Task goal ▸ Write the records out again exactly as they read, dropping any picture they hold.
Segment Start: Given records
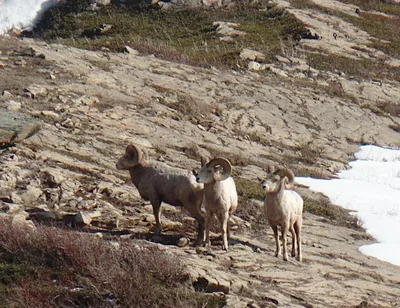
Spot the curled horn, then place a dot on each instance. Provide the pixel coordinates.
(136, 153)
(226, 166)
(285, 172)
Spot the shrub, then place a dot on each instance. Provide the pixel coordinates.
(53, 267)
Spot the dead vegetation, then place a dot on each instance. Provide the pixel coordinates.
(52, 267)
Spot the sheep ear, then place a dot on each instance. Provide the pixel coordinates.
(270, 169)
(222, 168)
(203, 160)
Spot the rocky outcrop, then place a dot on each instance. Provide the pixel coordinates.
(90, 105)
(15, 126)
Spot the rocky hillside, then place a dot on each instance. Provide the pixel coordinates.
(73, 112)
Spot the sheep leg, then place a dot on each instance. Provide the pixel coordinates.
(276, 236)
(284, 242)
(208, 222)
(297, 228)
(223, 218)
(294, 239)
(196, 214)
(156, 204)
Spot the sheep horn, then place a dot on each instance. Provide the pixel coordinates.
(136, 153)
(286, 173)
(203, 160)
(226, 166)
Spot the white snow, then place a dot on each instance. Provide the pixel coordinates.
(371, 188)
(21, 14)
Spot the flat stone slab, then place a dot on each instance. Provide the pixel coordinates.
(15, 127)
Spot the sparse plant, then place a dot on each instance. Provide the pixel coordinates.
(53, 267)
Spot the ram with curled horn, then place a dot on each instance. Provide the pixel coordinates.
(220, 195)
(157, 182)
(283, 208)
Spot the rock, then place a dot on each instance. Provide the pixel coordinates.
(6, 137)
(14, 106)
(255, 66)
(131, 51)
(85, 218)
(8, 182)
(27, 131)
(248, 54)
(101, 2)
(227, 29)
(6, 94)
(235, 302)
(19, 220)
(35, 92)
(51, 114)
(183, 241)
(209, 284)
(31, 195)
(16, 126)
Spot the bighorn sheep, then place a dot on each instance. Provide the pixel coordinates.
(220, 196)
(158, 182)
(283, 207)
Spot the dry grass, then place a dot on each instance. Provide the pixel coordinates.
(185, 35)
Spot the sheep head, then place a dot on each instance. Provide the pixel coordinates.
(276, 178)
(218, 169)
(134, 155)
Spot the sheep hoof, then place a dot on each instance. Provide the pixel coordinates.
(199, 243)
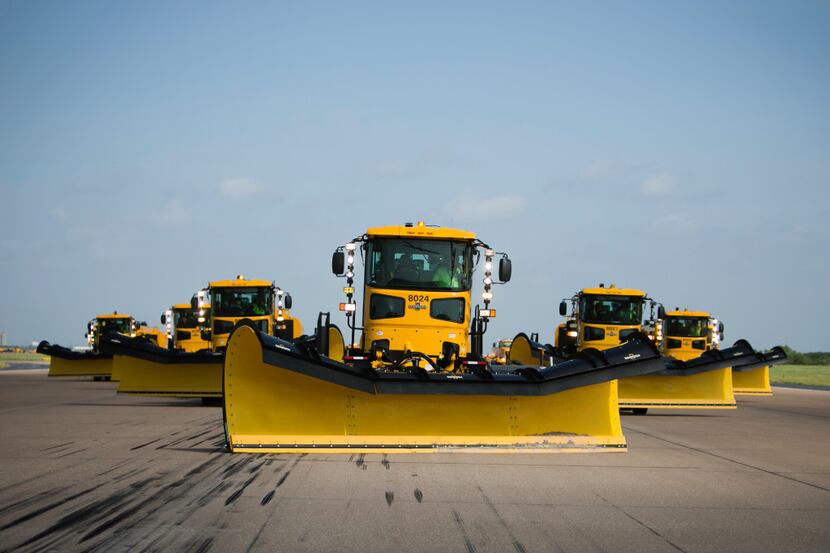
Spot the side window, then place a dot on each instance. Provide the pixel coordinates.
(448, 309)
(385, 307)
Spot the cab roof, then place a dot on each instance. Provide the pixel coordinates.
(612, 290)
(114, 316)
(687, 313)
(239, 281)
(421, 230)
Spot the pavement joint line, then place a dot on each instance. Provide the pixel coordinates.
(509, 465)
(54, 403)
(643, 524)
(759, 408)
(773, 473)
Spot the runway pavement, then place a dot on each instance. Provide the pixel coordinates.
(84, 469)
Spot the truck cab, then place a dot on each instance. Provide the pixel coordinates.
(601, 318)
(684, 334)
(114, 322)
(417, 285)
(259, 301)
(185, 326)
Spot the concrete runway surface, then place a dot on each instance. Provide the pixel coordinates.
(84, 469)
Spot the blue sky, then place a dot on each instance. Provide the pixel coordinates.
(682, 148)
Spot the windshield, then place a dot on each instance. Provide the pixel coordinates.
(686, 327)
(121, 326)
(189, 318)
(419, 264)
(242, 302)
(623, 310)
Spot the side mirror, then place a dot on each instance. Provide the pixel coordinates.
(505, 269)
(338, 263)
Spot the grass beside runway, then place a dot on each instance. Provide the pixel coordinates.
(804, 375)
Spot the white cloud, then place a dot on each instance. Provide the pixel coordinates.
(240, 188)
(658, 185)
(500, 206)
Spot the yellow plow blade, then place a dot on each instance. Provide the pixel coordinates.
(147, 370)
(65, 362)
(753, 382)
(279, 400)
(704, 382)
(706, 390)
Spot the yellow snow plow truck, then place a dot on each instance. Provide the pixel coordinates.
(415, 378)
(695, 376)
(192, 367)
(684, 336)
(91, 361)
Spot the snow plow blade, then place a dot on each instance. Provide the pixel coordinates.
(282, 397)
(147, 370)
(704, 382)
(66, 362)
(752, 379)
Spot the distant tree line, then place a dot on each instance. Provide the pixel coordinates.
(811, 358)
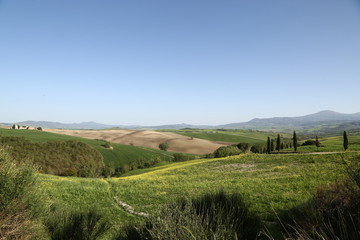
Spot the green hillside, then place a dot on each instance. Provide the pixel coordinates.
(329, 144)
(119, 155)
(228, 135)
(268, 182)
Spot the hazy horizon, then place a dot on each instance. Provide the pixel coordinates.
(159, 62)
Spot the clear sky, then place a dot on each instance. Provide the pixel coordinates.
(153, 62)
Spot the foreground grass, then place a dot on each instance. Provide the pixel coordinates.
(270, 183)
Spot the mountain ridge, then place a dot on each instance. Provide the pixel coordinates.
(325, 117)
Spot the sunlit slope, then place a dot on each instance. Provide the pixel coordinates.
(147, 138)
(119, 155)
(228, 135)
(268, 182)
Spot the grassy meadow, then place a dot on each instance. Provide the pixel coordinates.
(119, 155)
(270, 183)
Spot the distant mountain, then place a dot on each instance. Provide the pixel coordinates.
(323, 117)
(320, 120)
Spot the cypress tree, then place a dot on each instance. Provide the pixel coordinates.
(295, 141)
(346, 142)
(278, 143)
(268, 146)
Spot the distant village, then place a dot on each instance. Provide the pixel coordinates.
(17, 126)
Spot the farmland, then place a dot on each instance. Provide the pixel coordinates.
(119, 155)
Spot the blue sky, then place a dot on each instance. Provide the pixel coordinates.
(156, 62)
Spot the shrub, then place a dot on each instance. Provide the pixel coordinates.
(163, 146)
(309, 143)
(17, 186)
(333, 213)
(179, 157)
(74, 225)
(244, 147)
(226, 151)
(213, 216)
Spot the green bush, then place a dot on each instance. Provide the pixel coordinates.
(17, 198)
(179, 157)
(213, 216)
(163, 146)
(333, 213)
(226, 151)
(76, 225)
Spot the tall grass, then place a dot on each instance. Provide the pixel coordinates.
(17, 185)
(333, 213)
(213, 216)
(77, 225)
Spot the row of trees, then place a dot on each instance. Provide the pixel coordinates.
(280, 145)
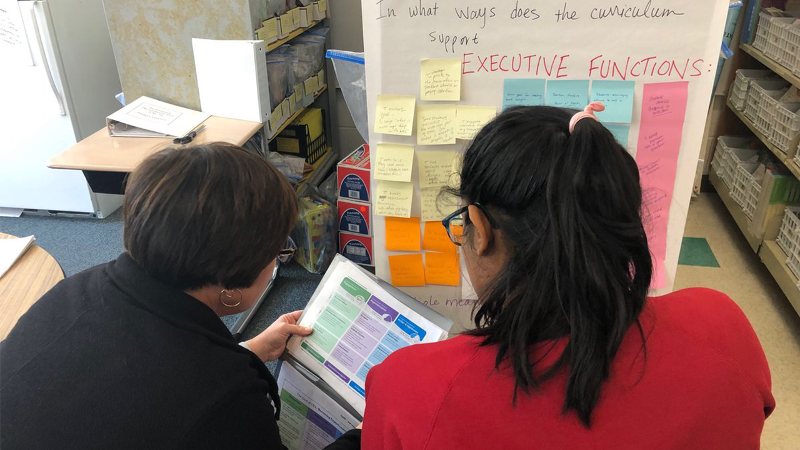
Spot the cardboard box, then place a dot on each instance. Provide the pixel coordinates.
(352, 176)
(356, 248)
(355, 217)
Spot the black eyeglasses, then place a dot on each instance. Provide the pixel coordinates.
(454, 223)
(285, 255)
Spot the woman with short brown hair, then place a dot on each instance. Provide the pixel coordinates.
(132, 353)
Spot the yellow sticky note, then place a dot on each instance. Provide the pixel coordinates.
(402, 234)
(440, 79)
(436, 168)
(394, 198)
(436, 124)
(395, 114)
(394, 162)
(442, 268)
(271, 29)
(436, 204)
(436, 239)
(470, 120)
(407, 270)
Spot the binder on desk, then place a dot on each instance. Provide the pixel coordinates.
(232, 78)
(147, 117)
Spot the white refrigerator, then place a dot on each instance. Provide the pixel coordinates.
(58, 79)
Segment End: Given records
Solution to the problem ▸
Spot the curled horn, then place a dot on each instance. Provide the pixel coordinates.
(136, 153)
(226, 166)
(285, 172)
Spot the shrub, then place a dot on each instance. Provide the pixel coordinates.
(53, 267)
Spot the dead vegetation, then place a dot on each instance. Provide the pixel coordinates.
(52, 267)
Spot the sheep ear, then place a dot on each instance. Provide the pixel coordinates.
(270, 169)
(222, 168)
(203, 160)
Spot the rocky outcrop, then place a dot on each instance. Provide the pixel coordinates.
(90, 105)
(15, 126)
Spot the rocky hillside, then place a dot on each instance. Provide the pixel coordinates.
(73, 112)
Spot the sheep leg, then place a dot on each instance. Provide the pixel coordinates.
(276, 236)
(284, 242)
(208, 222)
(297, 228)
(223, 218)
(294, 239)
(196, 214)
(156, 204)
Spot the sheep horn, then place a dot on each instance. Provide the pixel coordinates.
(136, 153)
(286, 173)
(203, 160)
(226, 166)
Spot the white snow, then place a dot on each instance. Provide the pixel coordinates.
(371, 188)
(21, 14)
Spot the flat stone slab, then place a dot on each instance. Provide the pixel coordinates.
(15, 127)
Spot the sparse plant, then place a dot on each instance. Provide the pixel coordinates.
(53, 267)
Spot the ram with curled horn, then place a dot on each instance. Provide the pixel coordinates.
(220, 195)
(157, 182)
(283, 208)
Spot the rock, then place a dot on each instance. Provide the pixel coordinates.
(6, 137)
(14, 106)
(255, 66)
(131, 51)
(85, 218)
(8, 182)
(27, 131)
(248, 54)
(101, 2)
(227, 29)
(6, 94)
(235, 302)
(19, 220)
(35, 92)
(51, 114)
(183, 241)
(209, 284)
(31, 195)
(16, 126)
Spot the bighorn sheep, then place a dot on each instance. Provide the pixel coordinates.
(220, 196)
(158, 182)
(283, 207)
Spot the dry grass, then place a dot on each instance. Provide the pixel coordinates.
(185, 35)
Spot the sheep head, then place a dot on each instance. Provide the pixel coordinates.
(276, 178)
(218, 169)
(134, 155)
Spot the sheep hoof, then place a dot on each instance. Provide the pixel coordinates.
(199, 243)
Spot the side window, then place a dot on each instance. Provide the pixel coordinates.
(448, 309)
(385, 307)
Spot the cab roof, then place a dot on each instance. Provide the pixel coordinates.
(612, 290)
(114, 316)
(687, 313)
(239, 281)
(421, 230)
Spot the pavement joint line, then place a dot on each instance. Provide the pixel coordinates.
(509, 465)
(54, 403)
(643, 524)
(759, 408)
(773, 473)
Spot the runway pavement, then place a dot on each instance. Provide the pixel coordinates.
(84, 469)
Spot the truck cab, then place a dot on each instance. Provide the pixel coordinates.
(601, 318)
(684, 334)
(114, 322)
(417, 285)
(259, 301)
(185, 326)
Spot the concrete runway surface, then place a dot on each instance. Provide the pixel coordinates.
(84, 469)
Spot the blue sky, then place a dot on each instance. Provide the pixel coordinates.
(682, 148)
Spot the windshield, then place a dot on each instance. Provide the pixel coordinates.
(686, 327)
(121, 326)
(189, 318)
(419, 264)
(242, 302)
(623, 310)
Spot the side mirror, then place a dot on each instance. Provide the pixel coordinates.
(505, 269)
(338, 263)
Spot the grass beside runway, then place a dot on each instance. Provide the pixel coordinates.
(804, 375)
Spot the white cloud, then place a dot on each instance. Provide the pixel coordinates.
(240, 188)
(658, 185)
(500, 206)
Spot the yellow plow blade, then place a dot on each instance. Provide the pixel coordinates.
(147, 370)
(65, 362)
(753, 382)
(279, 400)
(704, 382)
(706, 390)
Spot the yellow snow plow truck, then place a dot on each instance. Provide the pixel coordinates.
(415, 378)
(695, 376)
(192, 367)
(684, 336)
(91, 361)
Spot the snow plow blade, then place a dot on each instance. Provide the pixel coordinates.
(282, 397)
(147, 370)
(704, 382)
(66, 362)
(752, 379)
Spot the distant tree line, then place a dot on each instance. Provide the pixel coordinates.
(811, 358)
Spot the green hillside, then place a dot on each instance. Provide the pixel coordinates.
(329, 144)
(119, 155)
(228, 135)
(268, 182)
Spot the hazy horizon, then place a dot on each instance. Provide the pixel coordinates.
(159, 62)
Spot the clear sky, then place a dot on each instance. Provide the pixel coordinates.
(153, 62)
Spot the foreground grass, then place a dot on each instance. Provide the pixel coordinates.
(270, 183)
Spot the mountain ridge, then place a dot on each instance. Provide the pixel coordinates.
(325, 117)
Spot the sunlit slope, then place a dot on each instance. Provide the pixel coordinates.
(147, 138)
(119, 155)
(228, 135)
(268, 182)
Spot the grassy meadow, then place a dot on each instance. Provide the pixel coordinates.
(119, 155)
(270, 183)
Spot the distant mountain, then place a dot on each instance. Provide the pixel coordinates.
(323, 117)
(320, 120)
Spot the cypress tree, then place a dot on each instance. Provide the pixel coordinates.
(295, 141)
(346, 142)
(278, 143)
(268, 146)
Spot the distant village, then place a dot on each instance. Provide the pixel coordinates.
(17, 126)
Spot the farmland, then place a dot on each instance. Provide the pixel coordinates.
(119, 155)
Spot the blue sky, then place a dot on each instance. Provide the pixel coordinates.
(156, 62)
Spot the shrub, then place a dot on each instance. Provide the pixel coordinates.
(163, 146)
(309, 143)
(17, 186)
(333, 213)
(179, 157)
(74, 225)
(244, 147)
(226, 151)
(213, 216)
Spot the green bush, then place a dot on each instance. Provide the pixel coordinates.
(17, 198)
(179, 157)
(213, 216)
(163, 146)
(333, 213)
(226, 151)
(76, 225)
Spot the tall grass, then place a dot on each instance. Provide the pixel coordinates.
(17, 185)
(333, 213)
(213, 216)
(77, 225)
Spot the row of trees, then place a dot on each instance. Provide the pixel coordinates.
(280, 145)
Spot the cardboard box, then place a dot on each instance. Provide the pixel coordinates.
(352, 176)
(356, 248)
(355, 217)
Spot the black eyeglasses, then place a dot on each instance. Provide the pixel coordinates.
(454, 223)
(285, 255)
Spot the woman with short brown hair, then place a dot on each instance. Provide the pixel coordinates.
(132, 353)
Spot the yellow sticky note, then place a dot on each instance. Provide the pixel coordinates.
(402, 234)
(440, 79)
(436, 168)
(394, 198)
(436, 124)
(395, 114)
(394, 162)
(442, 268)
(271, 29)
(436, 204)
(436, 239)
(470, 120)
(407, 270)
Spot the binder on desk, then place a dot on each instance. Provide the pixel coordinates.
(232, 78)
(147, 117)
Spot the white refrigerator, then place a dot on each instance. Provide the pixel coordinates.
(58, 79)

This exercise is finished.